▸ **What to produce**
You are asked to write out the full listing exactly as it stands.

▸ **Input data**
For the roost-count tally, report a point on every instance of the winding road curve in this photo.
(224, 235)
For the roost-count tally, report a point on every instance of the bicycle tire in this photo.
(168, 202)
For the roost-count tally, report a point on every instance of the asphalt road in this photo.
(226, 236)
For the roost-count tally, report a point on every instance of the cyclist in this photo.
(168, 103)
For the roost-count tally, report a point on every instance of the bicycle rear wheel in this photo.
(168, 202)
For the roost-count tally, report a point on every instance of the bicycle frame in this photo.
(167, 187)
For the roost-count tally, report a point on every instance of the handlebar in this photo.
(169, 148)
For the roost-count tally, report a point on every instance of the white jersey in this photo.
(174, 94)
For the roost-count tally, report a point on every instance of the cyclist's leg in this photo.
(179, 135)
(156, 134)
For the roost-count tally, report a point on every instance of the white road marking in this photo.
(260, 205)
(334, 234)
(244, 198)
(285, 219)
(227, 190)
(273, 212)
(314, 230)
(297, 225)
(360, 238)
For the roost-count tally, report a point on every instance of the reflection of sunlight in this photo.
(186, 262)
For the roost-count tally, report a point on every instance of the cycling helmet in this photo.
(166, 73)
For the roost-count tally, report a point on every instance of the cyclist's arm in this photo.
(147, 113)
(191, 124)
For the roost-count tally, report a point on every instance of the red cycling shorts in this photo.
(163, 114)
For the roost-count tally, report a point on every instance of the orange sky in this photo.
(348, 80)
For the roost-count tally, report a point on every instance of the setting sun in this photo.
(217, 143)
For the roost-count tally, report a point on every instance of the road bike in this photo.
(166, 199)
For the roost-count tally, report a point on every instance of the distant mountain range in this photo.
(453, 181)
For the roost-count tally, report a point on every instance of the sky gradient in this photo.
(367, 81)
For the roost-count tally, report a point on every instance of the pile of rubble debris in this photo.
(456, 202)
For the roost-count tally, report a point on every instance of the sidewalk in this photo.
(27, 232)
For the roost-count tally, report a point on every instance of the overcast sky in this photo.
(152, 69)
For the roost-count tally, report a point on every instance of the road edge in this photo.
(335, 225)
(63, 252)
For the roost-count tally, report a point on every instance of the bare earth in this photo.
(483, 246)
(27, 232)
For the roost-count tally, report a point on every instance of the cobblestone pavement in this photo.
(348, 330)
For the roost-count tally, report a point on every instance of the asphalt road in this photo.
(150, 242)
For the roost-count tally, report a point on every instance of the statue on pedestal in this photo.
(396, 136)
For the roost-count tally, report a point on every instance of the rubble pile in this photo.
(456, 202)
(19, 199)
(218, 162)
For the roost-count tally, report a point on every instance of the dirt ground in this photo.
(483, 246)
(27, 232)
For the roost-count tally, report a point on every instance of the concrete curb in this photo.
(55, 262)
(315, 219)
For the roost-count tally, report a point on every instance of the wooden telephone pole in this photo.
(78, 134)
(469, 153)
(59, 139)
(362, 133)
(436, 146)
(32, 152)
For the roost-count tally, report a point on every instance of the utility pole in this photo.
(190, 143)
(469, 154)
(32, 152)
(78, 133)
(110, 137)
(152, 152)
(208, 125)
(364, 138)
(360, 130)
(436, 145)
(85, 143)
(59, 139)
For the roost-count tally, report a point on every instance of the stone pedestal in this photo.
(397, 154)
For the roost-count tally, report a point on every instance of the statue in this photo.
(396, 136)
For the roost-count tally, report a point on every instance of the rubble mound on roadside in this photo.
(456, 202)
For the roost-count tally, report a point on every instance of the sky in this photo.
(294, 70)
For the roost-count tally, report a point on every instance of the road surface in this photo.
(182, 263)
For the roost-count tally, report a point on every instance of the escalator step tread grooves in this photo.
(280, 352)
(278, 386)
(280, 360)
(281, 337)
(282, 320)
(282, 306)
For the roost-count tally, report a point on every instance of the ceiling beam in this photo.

▸ **Answer section**
For the roost-count tally, report a point on every instance of the winding road curve in this photo.
(224, 235)
For the roost-count tally, report a point on every instance of the bicycle tire in this photo.
(168, 202)
For the roost-count tally, report a point on every instance of the asphalt road in this photo.
(226, 236)
For the roost-count tally, report a point on every instance of the cyclist in this photo.
(168, 103)
For the roost-count tally, report a point on every instance of the bicycle rear wheel in this photo.
(168, 202)
For the roost-count tally, report a point on every instance of the bicycle frame in this photo.
(167, 187)
For the roost-count tally, report a point on every instance of the handlebar in this photo.
(169, 148)
For the roost-count tally, report a point on every instance of the white jersey in this photo.
(174, 94)
For the roost-count tally, report a point on every instance of the cyclist's leg in this photo.
(179, 135)
(156, 134)
For the roost-count tally, report a point on every instance of the white road marking in this photo.
(260, 205)
(334, 234)
(244, 198)
(285, 219)
(227, 190)
(273, 212)
(314, 230)
(297, 225)
(360, 238)
For the roost-count tally, report a point on every instance of the reflection of sunlight in this photo.
(186, 262)
For the roost-count tally, report a point on every instance of the cycling helmet in this photo.
(166, 73)
For the roost-count tally, report a point on every instance of the cyclist's arm in this photo.
(147, 113)
(191, 124)
For the roost-count tally, report a point on every instance of the red cycling shorts in this photo.
(163, 114)
For the roost-count tally, report a point on every instance of the orange sky in this photo.
(348, 80)
For the roost-count tally, report a point on every instance of the setting sun in this photo.
(217, 143)
For the roost-count tally, report a point on every instance of the road bike in this photo.
(166, 199)
For the roost-count tally, report a point on every instance of the distant mountain range in this photo.
(453, 181)
For the roost-count tally, report a point on every instance of the sky gradient in this photo.
(367, 81)
For the roost-count tally, report a point on every instance of the pile of rubble debris in this photo.
(456, 202)
For the roost-count tally, report a point on every instance of the sidewalk in this photo.
(27, 232)
For the roost-count tally, report a point on every instance of the overcast sky in this photo.
(152, 69)
For the roost-count tally, report a point on every instance of the road edge in this photo.
(335, 225)
(63, 252)
For the roost-count tally, report a point on every instance of the bare earth in this photo.
(483, 246)
(27, 232)
For the roost-count tally, report a point on every instance of the cobblestone pavement in this photo.
(348, 330)
For the roost-count tally, report a point on every instance of the asphalt road in this photo.
(150, 242)
For the roost-count tally, report a point on every instance of the statue on pedestal in this photo.
(396, 136)
For the roost-count tally, report a point on every instance of the rubble pile in this photo.
(456, 202)
(19, 199)
(218, 162)
For the roost-count tally, report a point on every instance of the dirt ground in this photo.
(483, 246)
(27, 232)
For the roost-count tally, report a point on every instance of the concrete curb in this photo.
(55, 262)
(315, 219)
For the roost-count tally, report a point on every instance of the wooden telephone pole in this photo.
(78, 134)
(469, 153)
(59, 139)
(362, 133)
(436, 146)
(32, 152)
For the roost-count tally, report a point on every instance of the utility pole in this photo.
(190, 143)
(469, 154)
(32, 152)
(78, 133)
(110, 137)
(152, 152)
(208, 125)
(364, 138)
(360, 130)
(436, 145)
(85, 143)
(59, 139)
For the roost-count tally, report a point on every instance of the stone pedestal in this photo.
(397, 154)
For the roost-count tally, report a point on every instance of the statue in this photo.
(396, 136)
For the roost-count tally, report a point on every instance of the rubble mound on roadside in this photo.
(456, 202)
For the roost-count tally, report a point on every instance of the sky in this photo.
(294, 70)
For the roost-count tally, report a point on every instance of the road surface in this photo.
(182, 263)
For the roost-count tally, report a point on every instance of the escalator step tread grooves in this photo.
(280, 352)
(278, 386)
(280, 360)
(281, 337)
(282, 320)
(282, 306)
For the roost-count tally, report a point on every instance of the ceiling beam in this photo.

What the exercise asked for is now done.